TEXT SECTION ▸

Though a bipartisan US Senate agreement has led to some action it has created new concerns, experts say.

By Emily Tamkin

A bipartisan group of senators this week finally reached an agreement on gun control legislation, releasing the text of a bill that could become law as early as next week.

“Today, we finalised bipartisan, commonsense legislation to protect America’s children, keep our schools safe, and reduce the threat of violence across our country,” several senators said in a joint statement. “Our legislation will save lives and will not infringe on any law-abiding American’s Second Amendment rights. We look forward to earning broad, bipartisan support and passing our commonsense legislation into law.”

During negotiations over the text of the bill, one of the stumbling blocks was the “boyfriend loophole”. As it is now, federal law prevents a person from purchasing firearms if they have been convicted of misdemeanour domestic violence, provided that person was married to, lived with, or had a child with a victim (state law varies). But if a person is just in a romantic or intimate relationship with the victim, there is no ban on firearm purchases.

DATA LINES ▸

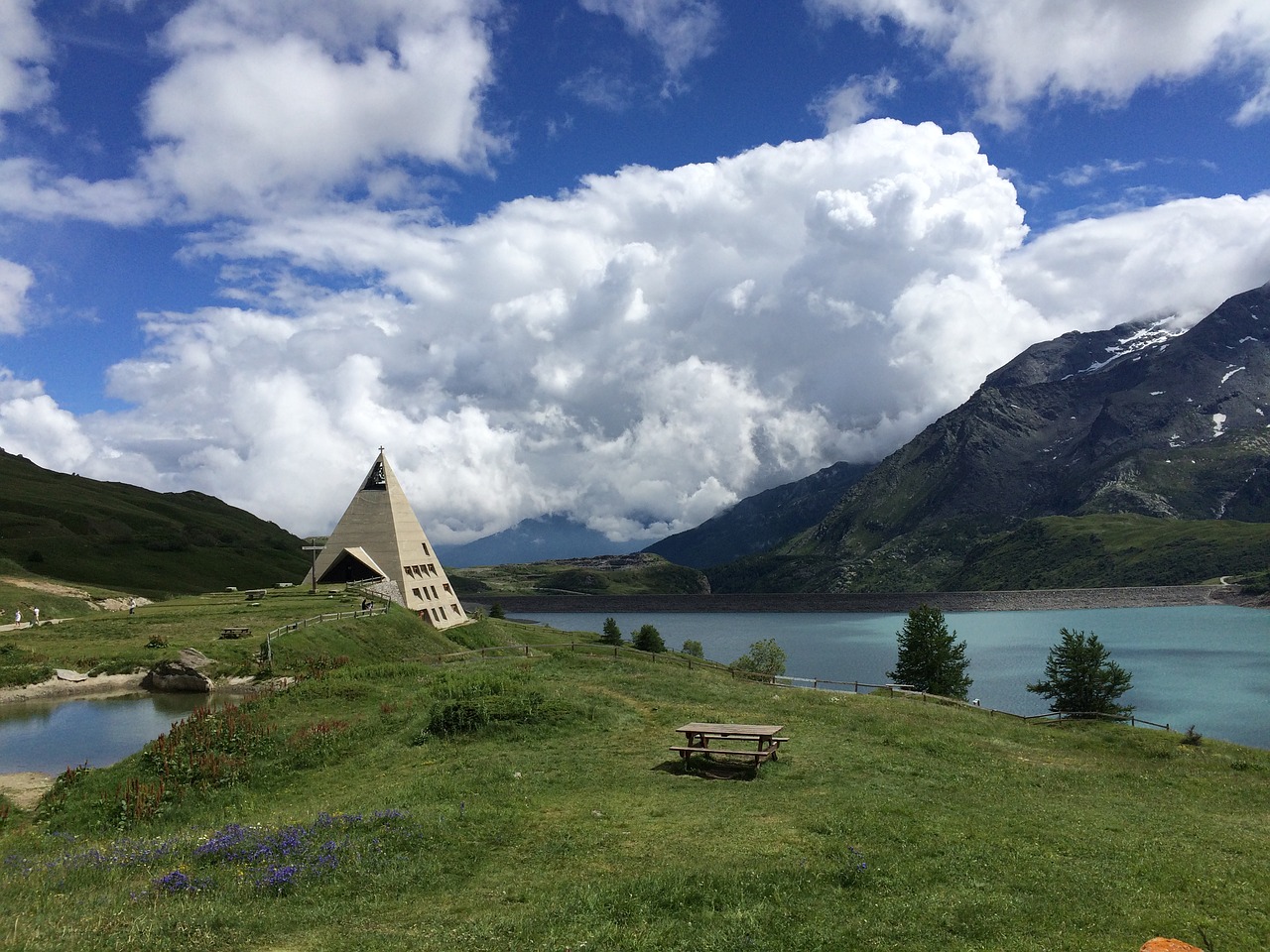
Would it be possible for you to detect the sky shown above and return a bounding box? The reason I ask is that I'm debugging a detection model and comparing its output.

==

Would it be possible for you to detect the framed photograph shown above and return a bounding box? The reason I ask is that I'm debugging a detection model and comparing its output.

==

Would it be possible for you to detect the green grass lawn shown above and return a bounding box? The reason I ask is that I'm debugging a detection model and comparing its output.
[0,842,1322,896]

WRITTEN EXERCISE A ▸ Rewrite the part of the gun control article that opens with the words "Though a bipartisan" and closes with "as next week.", putting "cross-party" in place of "bipartisan".
WRITTEN EXERCISE B ▸ According to the gun control article, what was one of the stumbling blocks during negotiations over the text of the bill?
WRITTEN EXERCISE C ▸ Write what follows next in the article on the Senate gun control agreement.

EXERCISE RESPONSE A ▸
Though a cross-party US Senate agreement has led to some action it has created new concerns, experts say.

By Emily Tamkin

A cross-party group of senators this week finally reached an agreement on gun control legislation, releasing the text of a bill that could become law as early as next week.

EXERCISE RESPONSE B ▸ The "boyfriend loophole."

EXERCISE RESPONSE C ▸
Research by the Rand Corporation, a policy think tank, has shown that intimate partner violence that involves a firearm is a full 12 times likelier to result in death than that which does not. And it isn’t only the victim in the relationship who is impacted: research has also shown that there are often additional lives taken in intimate partner homicides. What’s more, from 2009 to 2016, 54 per cent of mass homicides – that is, when four or more people are killed in a single incident – started with or included domestic or family violence.

The senators who wrote the text negotiated over how broad or narrow the range and reach of the provision should be. What, for example, constitutes a “boyfriend”? The issue was considered one of the trickiest, and most vital, in the debate.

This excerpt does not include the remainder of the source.